Stored entries ::
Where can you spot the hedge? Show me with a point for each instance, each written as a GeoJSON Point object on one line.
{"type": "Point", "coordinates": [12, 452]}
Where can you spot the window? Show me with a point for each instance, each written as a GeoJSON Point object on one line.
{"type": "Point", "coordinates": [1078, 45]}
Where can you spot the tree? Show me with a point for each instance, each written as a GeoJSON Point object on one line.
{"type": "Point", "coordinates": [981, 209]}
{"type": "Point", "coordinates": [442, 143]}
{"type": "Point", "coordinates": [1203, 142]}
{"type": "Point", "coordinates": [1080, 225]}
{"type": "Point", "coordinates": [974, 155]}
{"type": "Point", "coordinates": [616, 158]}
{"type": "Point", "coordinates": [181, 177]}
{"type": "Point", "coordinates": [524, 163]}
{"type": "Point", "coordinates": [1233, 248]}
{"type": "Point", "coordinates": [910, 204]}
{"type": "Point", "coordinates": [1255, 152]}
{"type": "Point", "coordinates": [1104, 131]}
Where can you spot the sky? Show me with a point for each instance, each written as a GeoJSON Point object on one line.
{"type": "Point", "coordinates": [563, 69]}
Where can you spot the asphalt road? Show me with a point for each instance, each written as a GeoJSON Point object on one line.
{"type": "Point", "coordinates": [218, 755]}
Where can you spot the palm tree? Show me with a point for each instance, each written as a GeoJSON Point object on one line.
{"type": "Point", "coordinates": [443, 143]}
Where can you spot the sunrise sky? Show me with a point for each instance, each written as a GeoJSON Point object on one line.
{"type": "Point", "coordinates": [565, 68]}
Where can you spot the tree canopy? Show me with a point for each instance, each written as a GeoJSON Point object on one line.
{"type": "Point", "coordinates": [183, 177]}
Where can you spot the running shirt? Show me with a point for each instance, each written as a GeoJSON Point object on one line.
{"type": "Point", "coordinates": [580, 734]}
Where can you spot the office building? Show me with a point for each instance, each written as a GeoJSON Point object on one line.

Required work ::
Copy out all of the records, keeping every line identical.

Written response ::
Where can you spot the hedge? Show me with a point for each instance, each written as a GeoJSON Point object on one line.
{"type": "Point", "coordinates": [12, 452]}
Where can you spot the window? Show me with a point for each instance, each written as a GeoJSON Point object on one line.
{"type": "Point", "coordinates": [1078, 45]}
Where can you spot the tree? Show me with a point for each instance, each written as a GeoJSON Point object on one line.
{"type": "Point", "coordinates": [981, 209]}
{"type": "Point", "coordinates": [442, 143]}
{"type": "Point", "coordinates": [1203, 142]}
{"type": "Point", "coordinates": [1080, 225]}
{"type": "Point", "coordinates": [974, 155]}
{"type": "Point", "coordinates": [616, 158]}
{"type": "Point", "coordinates": [181, 177]}
{"type": "Point", "coordinates": [524, 163]}
{"type": "Point", "coordinates": [1233, 248]}
{"type": "Point", "coordinates": [910, 204]}
{"type": "Point", "coordinates": [1255, 152]}
{"type": "Point", "coordinates": [1104, 131]}
Where can you spot the sky? Show me with a point for each instance, each written as a GeoJSON Point object on one line.
{"type": "Point", "coordinates": [563, 69]}
Where can you spot the asphalt road? Show me with a point for each instance, each written as a GeoJSON Point object on one line.
{"type": "Point", "coordinates": [218, 755]}
Where can you spot the palm tree? Show me with a point for each instance, each written as a GeoJSON Point object on one line.
{"type": "Point", "coordinates": [443, 143]}
Where can you spot the sunrise sky? Show me with a point for each instance, each written as a GeoJSON Point object on one line.
{"type": "Point", "coordinates": [565, 68]}
Where can you spot the tree canopy? Show me with a point for each instance, each written as a GeoJSON Point object on one line.
{"type": "Point", "coordinates": [183, 177]}
Where can you spot the running shirt? Show me with a point for each instance, each written as a GeoJSON Point object on one line.
{"type": "Point", "coordinates": [580, 734]}
Where can you spot the office building? Show me with a point for each instance, each written as a GeoJSON Point object on one line.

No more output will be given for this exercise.